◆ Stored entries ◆
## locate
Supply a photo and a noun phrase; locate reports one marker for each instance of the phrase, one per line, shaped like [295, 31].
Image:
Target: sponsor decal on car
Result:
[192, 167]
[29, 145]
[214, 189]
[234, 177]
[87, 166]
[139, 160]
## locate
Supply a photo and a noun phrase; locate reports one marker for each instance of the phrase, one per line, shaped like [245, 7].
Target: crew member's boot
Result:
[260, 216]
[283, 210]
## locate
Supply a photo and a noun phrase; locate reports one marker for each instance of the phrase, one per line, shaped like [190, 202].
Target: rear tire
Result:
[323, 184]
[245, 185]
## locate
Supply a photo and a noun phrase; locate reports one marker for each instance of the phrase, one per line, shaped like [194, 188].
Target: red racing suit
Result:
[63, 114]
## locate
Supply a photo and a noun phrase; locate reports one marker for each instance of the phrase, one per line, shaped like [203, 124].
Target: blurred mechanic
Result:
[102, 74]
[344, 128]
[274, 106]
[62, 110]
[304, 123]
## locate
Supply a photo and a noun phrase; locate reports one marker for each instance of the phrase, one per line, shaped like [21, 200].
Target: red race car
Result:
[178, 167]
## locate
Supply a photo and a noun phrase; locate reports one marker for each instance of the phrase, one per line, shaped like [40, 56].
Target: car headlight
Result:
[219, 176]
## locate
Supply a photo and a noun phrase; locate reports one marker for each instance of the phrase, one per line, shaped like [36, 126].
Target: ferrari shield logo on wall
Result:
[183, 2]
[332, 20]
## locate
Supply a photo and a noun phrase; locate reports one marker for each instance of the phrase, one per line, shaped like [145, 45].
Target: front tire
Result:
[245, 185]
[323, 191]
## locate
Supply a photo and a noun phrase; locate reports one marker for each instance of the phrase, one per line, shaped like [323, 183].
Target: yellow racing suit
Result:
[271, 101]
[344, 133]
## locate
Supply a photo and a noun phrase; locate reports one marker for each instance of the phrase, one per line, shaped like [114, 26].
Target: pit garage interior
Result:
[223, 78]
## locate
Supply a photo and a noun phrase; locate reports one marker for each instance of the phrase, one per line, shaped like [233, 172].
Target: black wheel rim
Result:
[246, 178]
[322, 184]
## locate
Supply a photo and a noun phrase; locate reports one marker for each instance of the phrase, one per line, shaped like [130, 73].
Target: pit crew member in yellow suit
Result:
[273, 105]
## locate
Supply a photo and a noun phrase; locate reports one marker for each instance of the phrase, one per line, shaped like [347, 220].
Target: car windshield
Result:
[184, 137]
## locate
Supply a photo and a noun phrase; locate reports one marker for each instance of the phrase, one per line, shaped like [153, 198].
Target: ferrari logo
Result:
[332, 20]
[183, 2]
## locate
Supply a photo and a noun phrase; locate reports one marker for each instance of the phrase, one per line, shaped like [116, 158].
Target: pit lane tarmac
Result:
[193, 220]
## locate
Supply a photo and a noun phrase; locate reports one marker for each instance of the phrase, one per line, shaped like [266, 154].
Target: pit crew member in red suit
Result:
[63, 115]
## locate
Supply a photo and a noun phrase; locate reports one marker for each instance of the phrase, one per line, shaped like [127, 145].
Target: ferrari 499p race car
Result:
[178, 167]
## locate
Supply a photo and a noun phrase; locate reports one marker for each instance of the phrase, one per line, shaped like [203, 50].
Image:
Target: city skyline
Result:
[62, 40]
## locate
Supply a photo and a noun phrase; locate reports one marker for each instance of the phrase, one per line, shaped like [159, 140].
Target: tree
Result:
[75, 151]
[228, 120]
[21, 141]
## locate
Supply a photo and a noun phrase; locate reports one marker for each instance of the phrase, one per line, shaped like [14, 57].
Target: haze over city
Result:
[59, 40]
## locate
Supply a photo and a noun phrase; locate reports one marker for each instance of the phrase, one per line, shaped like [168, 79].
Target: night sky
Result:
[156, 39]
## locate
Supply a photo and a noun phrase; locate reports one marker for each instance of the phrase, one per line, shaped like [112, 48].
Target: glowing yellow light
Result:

◆ The exercise ◆
Copy out all the entries shown above, character for character.

◆ Result of this task ◆
## locate
Supply a photo and a noun phrase; locate reports one marker for each instance of the phrase, one per line, shaped like [295, 31].
Image:
Target: sponsor decal on car
Result:
[192, 167]
[29, 145]
[214, 189]
[234, 177]
[87, 166]
[139, 160]
## locate
Supply a photo and a noun phrase; locate reports one marker for each instance of the phrase, one per line, shaped like [245, 7].
Target: crew member's boot
Result:
[260, 216]
[283, 210]
## locate
Supply a photo and a noun phrase; locate reports one marker for each instance of the phrase, one per line, shaped like [190, 202].
Target: rear tire
Result:
[323, 184]
[245, 185]
## locate
Supply a photo and a noun phrase; locate reports one marker for each instance of the phrase, one per line, shaped like [194, 188].
Target: red racing suit
Result:
[63, 114]
## locate
Supply a photo and a noun phrase; locate reports one marker for each instance of the phrase, one per line, shaped like [203, 124].
Target: blurred mechanic
Result:
[102, 74]
[344, 128]
[274, 106]
[62, 110]
[304, 123]
## locate
Supply a photo and a noun phrase; locate reports one marker for each instance of the phrase, one per line, shaped like [21, 200].
Target: red race car
Result:
[178, 167]
## locate
Supply a photo and a noun phrase; locate reports one marker for each instance of the phrase, one per line, shaped like [40, 56].
Target: car headlight
Result:
[219, 176]
## locate
Supply a photo and a noun phrase; locate reports one marker for each instance of the phrase, one per line, shaped like [36, 126].
Target: ferrari shield logo on wall
Result:
[183, 2]
[332, 20]
## locate
Supply a photo and a noun phrase; locate reports one marker for each instance of the phrase, one per line, shaped like [145, 45].
Target: front tire
Result:
[245, 185]
[323, 191]
## locate
Supply a photo and a noun phrase; locate reports one marker for each instance of the phrase, one per line, shaped like [323, 183].
Target: yellow racing suit
Result:
[271, 101]
[344, 133]
## locate
Supply a photo and a noun phrase; locate reports one marker for each instance of the phrase, one per line, shaped like [114, 26].
Target: pit garage interior
Result:
[223, 78]
## locate
Supply a photo and a noun phrase; locate reports one marker for each instance of the phrase, one per line, shaped like [233, 172].
Target: black wheel rim
Result:
[246, 178]
[322, 184]
## locate
Supply a photo and a noun phrase; locate reports one marker for each instance of the phrase, one per line, shaped like [130, 73].
Target: pit crew member in yellow suit
Result:
[273, 105]
## locate
Supply a photo and a noun phrase; locate reports one marker for each instance of the phrase, one per line, shaped like [347, 220].
Target: car windshield
Result:
[184, 137]
## locate
Supply a photo and a noun phrase; locate reports one marker for each instance of the phrase, one per line, shaped like [153, 198].
Target: ferrari logo
Result:
[332, 20]
[183, 2]
## locate
Supply a photo and a noun phrase; locate reports one marker for each instance of the phrase, one per line, shaped like [116, 158].
Target: pit lane tarmac
Result:
[193, 220]
## locate
Supply a photo and a noun phrase; locate reports one marker for each instance of the phrase, one per line, shaped like [266, 154].
Target: pit crew member in red suit
Result:
[63, 115]
## locate
Supply a photo and a noun phrase; locate reports one marker for each instance of the phrase, one per line, shaped like [127, 145].
Target: ferrari 499p race car
Result:
[178, 167]
## locate
Supply a photo and a noun phrase; locate reports one marker for each instance of the phrase, one per line, shaped like [203, 50].
Image:
Target: city skyline
Result:
[62, 40]
## locate
Supply a photo and a noun phrase; locate reports one marker for each instance of the phrase, one per line, shaped like [159, 140].
Target: tree
Result:
[75, 151]
[228, 120]
[21, 141]
## locate
Supply a photo and a noun phrase; locate reports one marker for each instance of the phrase, one per line, shaped like [14, 57].
Target: haze over city
Result:
[59, 40]
## locate
Supply a photo and a noun phrase; locate reports one marker for each instance of the phrase, one per line, shaped like [168, 79].
Target: night sky
Result:
[156, 39]
## locate
Supply a photo and a noun phrase; locate reports one marker for each instance of the phrase, one per line, shaped like [112, 48].
Target: glowing yellow light
Result:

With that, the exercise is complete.